*Document extract:*
* * * * * * *
The fact that each civil servant is doing two transfers a day is of extreme relevance and importance. The Minister went on to tell us that pressures are put upon some civil servants and attempts are made to corrupt them by members of the public who try to get certain number plates transferred in certain ways. This was a matter which caused us considerable concern and was very relevant to the whole organisation and administration of cherished transfers. The Minister told us that in the Bill there is a reference in Clause 12 to a process of inspection, either at a place designated under the regulations, or elsewhere, to be carried out by the public authorities, and he explained how this would work. He undertook to explain more to us on Report stage and to give more of the full implications of the inspection process.

If it is proposed under Clause 12 to set up a new Government inspectorate with all the necessary appendages of Government, the career structures, designated vehicle centres and so forth, this would involve a gigantic cost, and would be a considerable development. It could involve personnel in numbers far larger than the savings in personnel which might arise from fixing the fee at a higher level. Therefore it would defeat the purpose of the Minister in guarding against waste and inefficiency. We look forward to hearing more details on this issue.

The third aspect behind this amendment, and the other amendments being taken with it, concerns the propriety of allowing the Treasury the power to fix this tax or fee entirely independent of any parliamentary control on a regular basis. This is a matter which has worried us greatly, and my right hon. Friend the Member for Crosby (Mr. Page) was entirely correct in pointing to the unusual nature of this arrangement in which the Treasury was free to fix the tax or penalty for those who seek to have a particular number plate transferred.

The purpose behind Amendment No. 254 is to seek to regularise that position and to ask that any Orders are made by Statutory Instrument so that we may have some control over the fee. This would, in turn, allow us to enquire about costs and the relationship of the fee to the costs.

If we do not get a lot more information from the Minister than we had in Committee, we may press Amendment No. 254 to a Division. Amendment No. 1 seeks, in a different way and perhaps a less satisfactory way, to do the same thing and to try to fix a fee. We suggest in the amendment that the fee should be £100 in order to try to get some knowledge of what exactly is being charged and why, rather than leave the whole matter to the Treasury to fix from time to time. Our main concern is to know just what is going on inside this administration. The productivity performance is not particularly inspiring. The Minister for Transport's familiarity with this whole area seemed charmingly vague in Committee and we feel that we have a right to ask for a little more information about how it all works.

4.15 p.m.
* * * * * * *
Write out the passage of the parliamentary debate excerpt that begins with the words "The purpose behind" and ends with "to the costs.".
* * * * * * *
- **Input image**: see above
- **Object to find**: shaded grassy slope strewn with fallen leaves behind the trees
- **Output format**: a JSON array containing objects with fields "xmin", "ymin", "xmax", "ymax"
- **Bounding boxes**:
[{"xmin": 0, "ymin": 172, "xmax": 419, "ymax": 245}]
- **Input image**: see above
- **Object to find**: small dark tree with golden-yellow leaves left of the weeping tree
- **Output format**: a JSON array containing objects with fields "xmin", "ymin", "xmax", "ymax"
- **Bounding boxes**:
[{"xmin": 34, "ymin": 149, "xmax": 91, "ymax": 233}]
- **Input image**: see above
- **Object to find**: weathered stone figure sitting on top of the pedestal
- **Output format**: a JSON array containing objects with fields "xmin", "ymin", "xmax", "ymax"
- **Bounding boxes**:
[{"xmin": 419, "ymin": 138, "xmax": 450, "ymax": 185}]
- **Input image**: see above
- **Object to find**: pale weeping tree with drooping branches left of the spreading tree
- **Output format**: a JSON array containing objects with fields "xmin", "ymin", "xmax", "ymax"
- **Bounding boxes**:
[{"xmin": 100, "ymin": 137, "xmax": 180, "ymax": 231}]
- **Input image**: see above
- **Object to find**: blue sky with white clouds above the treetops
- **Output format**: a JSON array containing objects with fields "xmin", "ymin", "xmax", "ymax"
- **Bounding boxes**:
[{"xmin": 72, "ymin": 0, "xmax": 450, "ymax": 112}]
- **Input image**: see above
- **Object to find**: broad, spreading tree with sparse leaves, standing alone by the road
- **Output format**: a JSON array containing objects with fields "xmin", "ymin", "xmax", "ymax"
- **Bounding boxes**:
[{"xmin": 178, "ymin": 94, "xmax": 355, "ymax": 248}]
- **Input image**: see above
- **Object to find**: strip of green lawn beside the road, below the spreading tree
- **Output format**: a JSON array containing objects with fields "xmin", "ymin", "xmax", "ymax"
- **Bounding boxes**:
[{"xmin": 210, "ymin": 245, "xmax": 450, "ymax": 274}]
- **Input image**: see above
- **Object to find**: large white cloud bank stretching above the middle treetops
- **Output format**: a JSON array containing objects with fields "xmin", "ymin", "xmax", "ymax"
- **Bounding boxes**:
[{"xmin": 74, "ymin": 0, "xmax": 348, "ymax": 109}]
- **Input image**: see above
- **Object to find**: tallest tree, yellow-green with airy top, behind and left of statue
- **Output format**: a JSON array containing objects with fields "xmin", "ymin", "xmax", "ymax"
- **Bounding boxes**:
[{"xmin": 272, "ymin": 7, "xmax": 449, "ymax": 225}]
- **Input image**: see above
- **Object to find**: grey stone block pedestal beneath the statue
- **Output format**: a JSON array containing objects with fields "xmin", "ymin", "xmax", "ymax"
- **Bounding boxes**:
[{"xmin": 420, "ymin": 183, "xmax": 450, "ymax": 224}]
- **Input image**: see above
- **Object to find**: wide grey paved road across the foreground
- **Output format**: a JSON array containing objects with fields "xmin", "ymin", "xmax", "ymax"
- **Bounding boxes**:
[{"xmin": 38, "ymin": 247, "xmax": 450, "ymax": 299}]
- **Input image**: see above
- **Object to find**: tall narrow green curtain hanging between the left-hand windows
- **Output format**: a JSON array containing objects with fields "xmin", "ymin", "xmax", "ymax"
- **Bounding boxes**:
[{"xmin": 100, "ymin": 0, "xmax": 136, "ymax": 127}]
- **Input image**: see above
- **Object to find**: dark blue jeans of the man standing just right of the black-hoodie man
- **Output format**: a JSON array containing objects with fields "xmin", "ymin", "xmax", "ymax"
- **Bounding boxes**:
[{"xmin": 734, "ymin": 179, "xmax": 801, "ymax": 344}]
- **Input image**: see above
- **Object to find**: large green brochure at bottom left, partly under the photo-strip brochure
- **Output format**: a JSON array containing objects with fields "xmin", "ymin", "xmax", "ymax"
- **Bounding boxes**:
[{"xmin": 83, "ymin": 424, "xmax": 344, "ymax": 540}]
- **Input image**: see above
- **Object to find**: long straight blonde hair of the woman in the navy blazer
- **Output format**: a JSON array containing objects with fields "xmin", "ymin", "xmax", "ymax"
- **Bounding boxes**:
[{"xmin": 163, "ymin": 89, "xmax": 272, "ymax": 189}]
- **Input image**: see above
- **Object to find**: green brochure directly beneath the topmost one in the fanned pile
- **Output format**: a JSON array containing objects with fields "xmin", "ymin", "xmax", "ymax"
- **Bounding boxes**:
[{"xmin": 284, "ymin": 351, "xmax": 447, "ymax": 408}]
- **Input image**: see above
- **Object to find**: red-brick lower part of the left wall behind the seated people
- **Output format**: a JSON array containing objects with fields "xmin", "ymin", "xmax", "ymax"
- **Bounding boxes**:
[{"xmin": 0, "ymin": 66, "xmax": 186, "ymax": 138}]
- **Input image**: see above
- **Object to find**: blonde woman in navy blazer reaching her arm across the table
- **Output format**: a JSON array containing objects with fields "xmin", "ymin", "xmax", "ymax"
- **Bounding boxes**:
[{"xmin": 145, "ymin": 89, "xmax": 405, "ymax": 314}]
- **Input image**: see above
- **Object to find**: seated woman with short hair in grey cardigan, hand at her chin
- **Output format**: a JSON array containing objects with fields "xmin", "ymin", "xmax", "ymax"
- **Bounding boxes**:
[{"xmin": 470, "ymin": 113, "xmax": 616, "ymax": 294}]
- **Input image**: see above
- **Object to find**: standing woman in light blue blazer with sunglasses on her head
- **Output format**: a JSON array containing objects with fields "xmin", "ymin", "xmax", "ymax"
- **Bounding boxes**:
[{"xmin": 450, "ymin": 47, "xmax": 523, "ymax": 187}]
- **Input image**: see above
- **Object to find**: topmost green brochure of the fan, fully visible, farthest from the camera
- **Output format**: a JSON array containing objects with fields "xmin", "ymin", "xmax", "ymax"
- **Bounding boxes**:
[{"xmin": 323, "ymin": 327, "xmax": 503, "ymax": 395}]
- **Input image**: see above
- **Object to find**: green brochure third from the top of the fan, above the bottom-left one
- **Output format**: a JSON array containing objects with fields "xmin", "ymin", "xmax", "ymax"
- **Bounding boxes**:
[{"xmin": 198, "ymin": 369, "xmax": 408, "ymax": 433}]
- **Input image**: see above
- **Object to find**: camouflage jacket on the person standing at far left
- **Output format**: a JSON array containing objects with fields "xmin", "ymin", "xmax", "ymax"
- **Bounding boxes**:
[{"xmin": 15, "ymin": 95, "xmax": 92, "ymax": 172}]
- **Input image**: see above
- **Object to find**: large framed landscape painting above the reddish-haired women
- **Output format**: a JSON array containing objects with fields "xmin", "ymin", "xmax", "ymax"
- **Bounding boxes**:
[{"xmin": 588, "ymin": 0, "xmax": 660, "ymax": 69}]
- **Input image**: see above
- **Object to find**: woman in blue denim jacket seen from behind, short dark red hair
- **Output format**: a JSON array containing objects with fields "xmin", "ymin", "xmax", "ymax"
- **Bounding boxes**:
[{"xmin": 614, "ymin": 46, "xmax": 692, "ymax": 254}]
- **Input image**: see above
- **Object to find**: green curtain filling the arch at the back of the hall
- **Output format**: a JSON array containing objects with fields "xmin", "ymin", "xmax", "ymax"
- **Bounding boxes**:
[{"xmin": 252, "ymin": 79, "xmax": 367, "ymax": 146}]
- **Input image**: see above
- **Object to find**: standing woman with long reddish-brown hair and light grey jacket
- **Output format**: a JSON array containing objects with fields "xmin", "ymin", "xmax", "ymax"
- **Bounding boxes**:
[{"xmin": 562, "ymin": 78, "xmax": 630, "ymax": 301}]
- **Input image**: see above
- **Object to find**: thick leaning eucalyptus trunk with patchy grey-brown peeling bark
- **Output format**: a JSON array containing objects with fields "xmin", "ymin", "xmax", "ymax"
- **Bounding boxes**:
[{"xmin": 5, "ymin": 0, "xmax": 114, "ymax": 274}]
* * * * * * *
*Solution below:*
The purpose behind Amendment No. 254 is to seek to regularise that position and to ask that any Orders are made by Statutory Instrument so that we may have some control over the fee. This would, in turn, allow us to enquire about costs and the relationship of the fee to the costs.